◆ **What needs to be done**
Filter the lines below, keeping each one that holds "target".

◆ **Records for the task**
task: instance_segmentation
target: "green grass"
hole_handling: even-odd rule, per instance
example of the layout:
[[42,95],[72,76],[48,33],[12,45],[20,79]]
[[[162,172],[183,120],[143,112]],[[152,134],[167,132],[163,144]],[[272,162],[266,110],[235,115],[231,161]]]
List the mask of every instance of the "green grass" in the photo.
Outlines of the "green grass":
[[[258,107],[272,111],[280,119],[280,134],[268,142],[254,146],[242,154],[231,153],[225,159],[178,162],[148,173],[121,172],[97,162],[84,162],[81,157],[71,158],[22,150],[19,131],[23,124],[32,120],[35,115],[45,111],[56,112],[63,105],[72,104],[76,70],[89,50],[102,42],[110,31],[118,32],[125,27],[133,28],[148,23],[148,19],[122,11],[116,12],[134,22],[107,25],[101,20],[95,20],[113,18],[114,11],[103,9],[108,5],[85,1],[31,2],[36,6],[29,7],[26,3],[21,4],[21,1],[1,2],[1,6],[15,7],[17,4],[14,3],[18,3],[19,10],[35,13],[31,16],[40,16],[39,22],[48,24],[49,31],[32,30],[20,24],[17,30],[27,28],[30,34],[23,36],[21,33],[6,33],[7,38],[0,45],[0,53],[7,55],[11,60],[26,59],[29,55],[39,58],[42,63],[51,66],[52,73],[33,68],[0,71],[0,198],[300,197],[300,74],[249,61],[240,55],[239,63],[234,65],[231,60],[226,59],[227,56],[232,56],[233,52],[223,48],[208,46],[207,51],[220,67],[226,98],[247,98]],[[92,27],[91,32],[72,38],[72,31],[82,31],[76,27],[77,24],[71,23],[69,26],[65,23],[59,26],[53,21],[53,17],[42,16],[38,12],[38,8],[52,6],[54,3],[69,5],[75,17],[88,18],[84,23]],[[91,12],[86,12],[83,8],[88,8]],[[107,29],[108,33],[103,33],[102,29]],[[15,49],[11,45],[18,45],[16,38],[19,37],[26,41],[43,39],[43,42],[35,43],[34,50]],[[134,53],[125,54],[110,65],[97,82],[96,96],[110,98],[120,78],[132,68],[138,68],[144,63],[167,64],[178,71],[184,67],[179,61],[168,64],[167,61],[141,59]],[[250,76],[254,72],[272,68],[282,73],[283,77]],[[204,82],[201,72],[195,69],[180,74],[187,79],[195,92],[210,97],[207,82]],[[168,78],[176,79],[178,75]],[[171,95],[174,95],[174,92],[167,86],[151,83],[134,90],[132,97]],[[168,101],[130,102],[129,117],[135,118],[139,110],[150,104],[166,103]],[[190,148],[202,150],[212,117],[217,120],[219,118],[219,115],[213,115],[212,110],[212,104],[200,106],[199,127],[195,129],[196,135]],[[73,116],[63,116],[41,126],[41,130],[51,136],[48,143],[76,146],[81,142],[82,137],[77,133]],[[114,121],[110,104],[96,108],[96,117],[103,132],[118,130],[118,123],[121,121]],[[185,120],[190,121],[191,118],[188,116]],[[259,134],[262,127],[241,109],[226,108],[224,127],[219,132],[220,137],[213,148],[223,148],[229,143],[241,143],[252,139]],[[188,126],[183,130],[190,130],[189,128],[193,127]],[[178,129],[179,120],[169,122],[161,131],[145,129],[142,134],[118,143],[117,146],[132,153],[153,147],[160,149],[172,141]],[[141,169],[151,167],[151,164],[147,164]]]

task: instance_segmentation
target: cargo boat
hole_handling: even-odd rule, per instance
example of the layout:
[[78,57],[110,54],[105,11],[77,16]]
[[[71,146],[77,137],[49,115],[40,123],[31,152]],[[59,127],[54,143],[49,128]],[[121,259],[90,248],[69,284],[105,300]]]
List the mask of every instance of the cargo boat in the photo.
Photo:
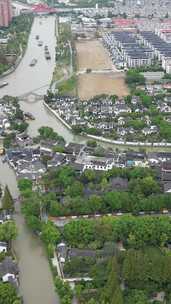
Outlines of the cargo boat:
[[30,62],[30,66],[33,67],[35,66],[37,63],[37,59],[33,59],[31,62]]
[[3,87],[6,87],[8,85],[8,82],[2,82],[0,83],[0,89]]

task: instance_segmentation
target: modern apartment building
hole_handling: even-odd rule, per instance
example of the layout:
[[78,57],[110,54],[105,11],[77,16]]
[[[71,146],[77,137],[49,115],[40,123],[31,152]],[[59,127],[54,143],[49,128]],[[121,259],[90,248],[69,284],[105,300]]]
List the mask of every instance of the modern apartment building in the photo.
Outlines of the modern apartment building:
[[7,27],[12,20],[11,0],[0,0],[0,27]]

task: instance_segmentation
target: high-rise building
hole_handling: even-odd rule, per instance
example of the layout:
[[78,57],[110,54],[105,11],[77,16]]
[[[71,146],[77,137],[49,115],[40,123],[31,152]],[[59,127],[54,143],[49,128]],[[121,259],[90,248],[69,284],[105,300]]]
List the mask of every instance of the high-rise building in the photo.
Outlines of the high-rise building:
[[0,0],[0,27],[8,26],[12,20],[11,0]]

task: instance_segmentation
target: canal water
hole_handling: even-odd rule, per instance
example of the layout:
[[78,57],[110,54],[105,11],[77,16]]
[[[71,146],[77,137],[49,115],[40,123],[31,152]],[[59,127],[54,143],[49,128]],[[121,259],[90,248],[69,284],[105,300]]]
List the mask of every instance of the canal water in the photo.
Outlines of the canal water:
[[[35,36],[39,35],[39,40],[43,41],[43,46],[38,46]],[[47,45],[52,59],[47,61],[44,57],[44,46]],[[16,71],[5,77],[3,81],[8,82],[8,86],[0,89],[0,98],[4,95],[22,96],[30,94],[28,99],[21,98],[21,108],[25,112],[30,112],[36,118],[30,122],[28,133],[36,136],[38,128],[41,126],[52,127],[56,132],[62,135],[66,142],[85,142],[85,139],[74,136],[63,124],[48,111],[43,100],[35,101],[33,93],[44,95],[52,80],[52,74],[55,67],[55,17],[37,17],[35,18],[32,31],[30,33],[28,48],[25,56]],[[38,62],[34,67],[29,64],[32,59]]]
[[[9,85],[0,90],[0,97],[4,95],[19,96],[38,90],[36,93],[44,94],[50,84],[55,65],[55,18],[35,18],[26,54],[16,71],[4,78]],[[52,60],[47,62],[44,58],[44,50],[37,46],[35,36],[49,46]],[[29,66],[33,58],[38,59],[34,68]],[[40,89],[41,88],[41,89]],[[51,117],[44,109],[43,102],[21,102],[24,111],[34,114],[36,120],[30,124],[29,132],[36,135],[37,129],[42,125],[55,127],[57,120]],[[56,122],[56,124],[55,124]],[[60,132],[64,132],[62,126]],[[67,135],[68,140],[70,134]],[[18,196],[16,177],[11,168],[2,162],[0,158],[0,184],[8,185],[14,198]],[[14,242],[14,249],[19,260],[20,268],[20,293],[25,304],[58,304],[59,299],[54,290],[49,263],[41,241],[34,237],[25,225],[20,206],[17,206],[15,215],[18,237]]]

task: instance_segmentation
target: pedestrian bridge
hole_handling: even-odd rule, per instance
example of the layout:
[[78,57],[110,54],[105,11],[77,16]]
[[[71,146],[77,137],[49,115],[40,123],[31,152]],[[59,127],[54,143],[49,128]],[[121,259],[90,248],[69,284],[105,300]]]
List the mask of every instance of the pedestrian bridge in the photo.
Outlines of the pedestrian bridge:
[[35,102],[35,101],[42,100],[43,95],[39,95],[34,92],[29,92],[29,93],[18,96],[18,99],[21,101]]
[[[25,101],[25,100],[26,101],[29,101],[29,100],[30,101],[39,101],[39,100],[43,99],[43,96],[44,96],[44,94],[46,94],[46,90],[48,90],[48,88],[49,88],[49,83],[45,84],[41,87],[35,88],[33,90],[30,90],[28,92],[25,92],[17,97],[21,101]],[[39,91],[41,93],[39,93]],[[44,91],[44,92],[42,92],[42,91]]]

* * *

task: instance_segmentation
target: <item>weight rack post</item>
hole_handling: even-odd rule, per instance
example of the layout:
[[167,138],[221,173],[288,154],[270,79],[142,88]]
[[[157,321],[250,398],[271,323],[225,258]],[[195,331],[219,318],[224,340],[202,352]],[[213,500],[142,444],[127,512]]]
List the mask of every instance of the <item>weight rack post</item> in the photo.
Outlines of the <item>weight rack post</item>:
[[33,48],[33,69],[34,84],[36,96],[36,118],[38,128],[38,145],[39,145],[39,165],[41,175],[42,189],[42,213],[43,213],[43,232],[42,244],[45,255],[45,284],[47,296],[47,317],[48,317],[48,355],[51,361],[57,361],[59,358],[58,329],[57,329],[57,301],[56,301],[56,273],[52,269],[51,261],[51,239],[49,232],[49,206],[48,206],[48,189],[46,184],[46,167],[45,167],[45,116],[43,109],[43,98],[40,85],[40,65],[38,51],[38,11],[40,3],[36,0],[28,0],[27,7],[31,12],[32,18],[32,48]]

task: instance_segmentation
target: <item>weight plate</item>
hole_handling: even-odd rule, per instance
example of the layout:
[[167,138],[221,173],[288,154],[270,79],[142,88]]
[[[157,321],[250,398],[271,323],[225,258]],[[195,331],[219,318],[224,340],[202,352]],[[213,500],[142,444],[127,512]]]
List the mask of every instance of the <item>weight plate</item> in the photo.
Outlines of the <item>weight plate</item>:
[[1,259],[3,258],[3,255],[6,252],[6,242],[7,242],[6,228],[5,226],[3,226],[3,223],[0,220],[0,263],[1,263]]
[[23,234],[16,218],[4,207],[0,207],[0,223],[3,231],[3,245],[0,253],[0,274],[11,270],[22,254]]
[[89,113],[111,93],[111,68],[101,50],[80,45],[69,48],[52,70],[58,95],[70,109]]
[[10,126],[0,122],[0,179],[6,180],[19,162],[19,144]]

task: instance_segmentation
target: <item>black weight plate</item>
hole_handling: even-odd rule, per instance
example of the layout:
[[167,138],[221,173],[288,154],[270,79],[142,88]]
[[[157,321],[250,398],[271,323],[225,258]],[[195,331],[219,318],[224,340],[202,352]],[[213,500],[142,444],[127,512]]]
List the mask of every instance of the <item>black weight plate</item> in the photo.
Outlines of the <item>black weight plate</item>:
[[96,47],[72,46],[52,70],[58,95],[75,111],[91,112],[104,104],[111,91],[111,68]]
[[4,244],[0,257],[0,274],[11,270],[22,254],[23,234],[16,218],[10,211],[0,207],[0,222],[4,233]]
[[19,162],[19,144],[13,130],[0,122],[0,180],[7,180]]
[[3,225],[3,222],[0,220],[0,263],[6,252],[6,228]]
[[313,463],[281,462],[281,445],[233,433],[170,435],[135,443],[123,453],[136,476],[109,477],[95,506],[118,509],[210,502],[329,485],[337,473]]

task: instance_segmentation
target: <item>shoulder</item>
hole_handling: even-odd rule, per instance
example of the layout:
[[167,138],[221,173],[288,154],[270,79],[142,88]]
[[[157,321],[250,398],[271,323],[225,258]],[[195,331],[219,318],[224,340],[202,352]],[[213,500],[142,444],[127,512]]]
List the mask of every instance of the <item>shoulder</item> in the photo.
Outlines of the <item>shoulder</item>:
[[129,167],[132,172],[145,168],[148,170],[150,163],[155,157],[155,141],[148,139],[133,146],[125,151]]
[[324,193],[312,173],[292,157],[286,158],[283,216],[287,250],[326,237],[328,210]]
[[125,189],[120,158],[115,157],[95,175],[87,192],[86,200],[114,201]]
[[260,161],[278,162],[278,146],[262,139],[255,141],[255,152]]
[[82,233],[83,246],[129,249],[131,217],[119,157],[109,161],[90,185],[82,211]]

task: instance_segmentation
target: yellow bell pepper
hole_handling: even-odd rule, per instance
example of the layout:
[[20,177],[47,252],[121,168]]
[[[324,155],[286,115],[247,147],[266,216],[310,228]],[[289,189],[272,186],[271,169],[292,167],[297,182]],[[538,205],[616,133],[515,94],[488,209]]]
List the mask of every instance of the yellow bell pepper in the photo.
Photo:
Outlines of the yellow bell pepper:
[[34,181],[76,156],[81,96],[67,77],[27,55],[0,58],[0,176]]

---

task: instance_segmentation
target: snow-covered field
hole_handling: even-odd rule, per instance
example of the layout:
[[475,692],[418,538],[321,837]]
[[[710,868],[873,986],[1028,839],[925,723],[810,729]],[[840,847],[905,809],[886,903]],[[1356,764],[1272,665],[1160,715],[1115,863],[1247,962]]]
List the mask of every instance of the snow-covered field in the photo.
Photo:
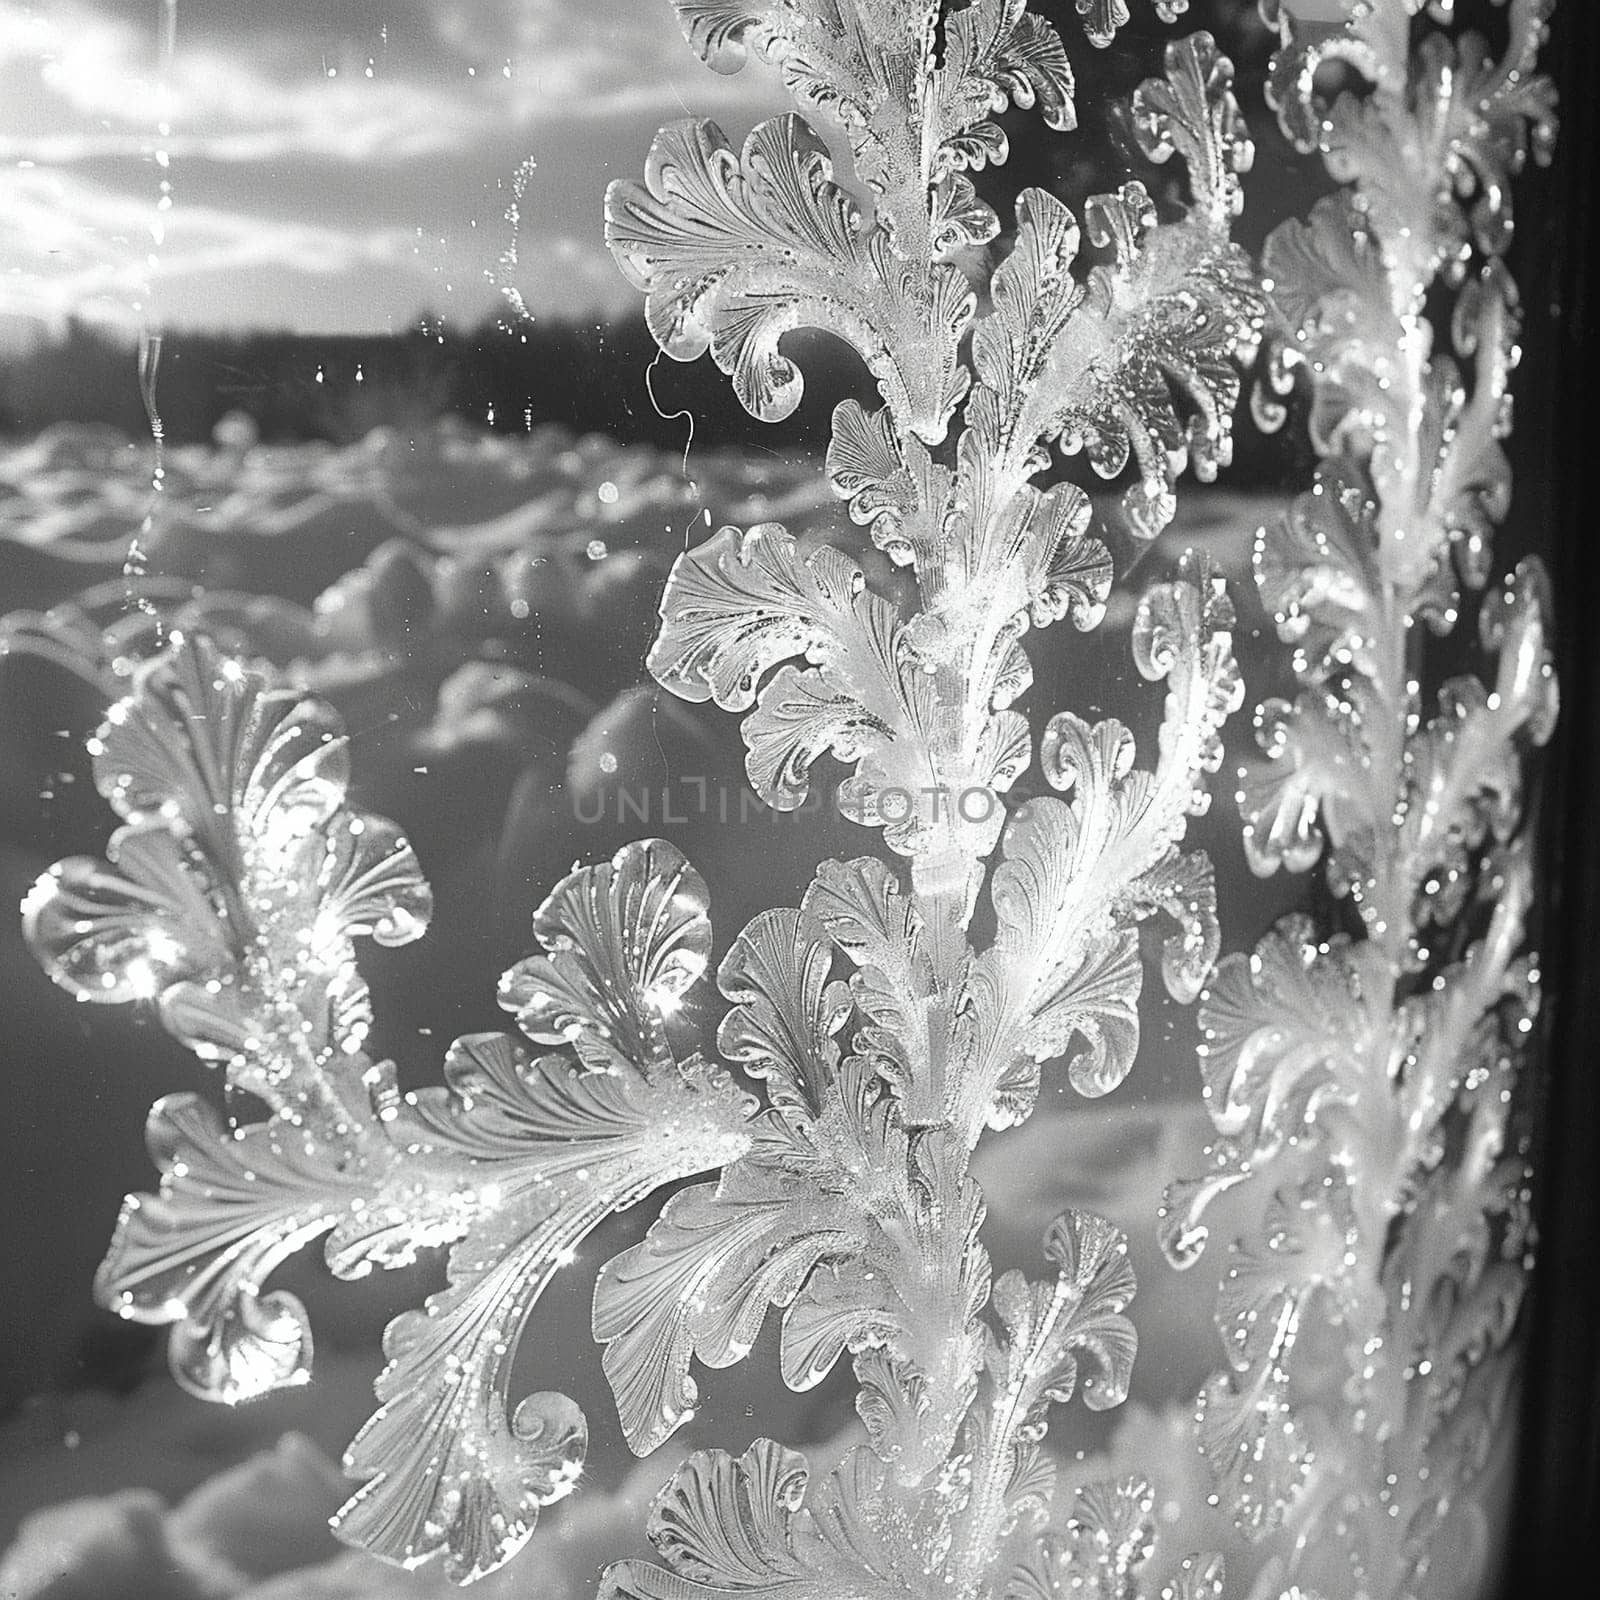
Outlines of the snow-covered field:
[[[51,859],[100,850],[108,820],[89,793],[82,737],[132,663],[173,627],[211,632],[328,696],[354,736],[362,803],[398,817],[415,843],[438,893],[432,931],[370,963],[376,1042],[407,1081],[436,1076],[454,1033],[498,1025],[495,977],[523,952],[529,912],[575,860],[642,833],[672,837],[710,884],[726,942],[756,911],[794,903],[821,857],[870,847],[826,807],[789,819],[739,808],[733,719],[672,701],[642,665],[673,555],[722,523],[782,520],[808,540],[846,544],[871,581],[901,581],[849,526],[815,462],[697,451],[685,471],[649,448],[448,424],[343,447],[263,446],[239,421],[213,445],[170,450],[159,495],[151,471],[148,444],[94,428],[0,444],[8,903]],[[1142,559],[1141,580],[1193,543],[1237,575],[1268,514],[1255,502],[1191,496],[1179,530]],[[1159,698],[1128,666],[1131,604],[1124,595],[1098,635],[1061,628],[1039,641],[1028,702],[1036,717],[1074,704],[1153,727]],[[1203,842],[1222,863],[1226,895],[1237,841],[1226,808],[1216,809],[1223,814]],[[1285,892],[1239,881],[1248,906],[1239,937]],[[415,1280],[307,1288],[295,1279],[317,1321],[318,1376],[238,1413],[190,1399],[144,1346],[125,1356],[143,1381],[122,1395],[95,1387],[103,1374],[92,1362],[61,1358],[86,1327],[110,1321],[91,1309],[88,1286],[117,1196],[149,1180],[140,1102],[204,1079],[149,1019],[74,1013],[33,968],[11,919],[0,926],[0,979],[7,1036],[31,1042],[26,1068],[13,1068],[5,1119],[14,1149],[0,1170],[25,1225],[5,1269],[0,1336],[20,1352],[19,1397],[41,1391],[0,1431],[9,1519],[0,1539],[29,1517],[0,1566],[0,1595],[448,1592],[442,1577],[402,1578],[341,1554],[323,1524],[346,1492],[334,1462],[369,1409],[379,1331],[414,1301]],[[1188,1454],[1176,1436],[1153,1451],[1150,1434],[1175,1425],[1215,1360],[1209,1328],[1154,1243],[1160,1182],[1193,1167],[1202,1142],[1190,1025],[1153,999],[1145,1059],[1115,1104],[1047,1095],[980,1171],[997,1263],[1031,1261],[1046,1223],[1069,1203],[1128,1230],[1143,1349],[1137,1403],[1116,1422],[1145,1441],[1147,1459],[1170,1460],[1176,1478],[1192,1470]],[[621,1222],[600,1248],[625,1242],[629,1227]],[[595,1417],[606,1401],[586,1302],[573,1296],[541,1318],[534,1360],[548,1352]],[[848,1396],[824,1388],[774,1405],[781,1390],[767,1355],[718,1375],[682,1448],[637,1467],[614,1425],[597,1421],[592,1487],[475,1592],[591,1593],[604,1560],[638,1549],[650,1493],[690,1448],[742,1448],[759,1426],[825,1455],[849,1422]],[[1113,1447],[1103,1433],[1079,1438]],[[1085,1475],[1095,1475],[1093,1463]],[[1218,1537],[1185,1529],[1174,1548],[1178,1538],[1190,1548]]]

◆ **Result for this exercise**
target: "green grass"
target: cargo boat
target: modern apartment building
target: high-rise building
target: canal water
target: pedestrian bridge
target: <item>weight rack post</item>
target: <item>weight plate</item>
target: <item>black weight plate</item>
target: <item>shoulder</item>
target: yellow bell pepper
target: snow-covered field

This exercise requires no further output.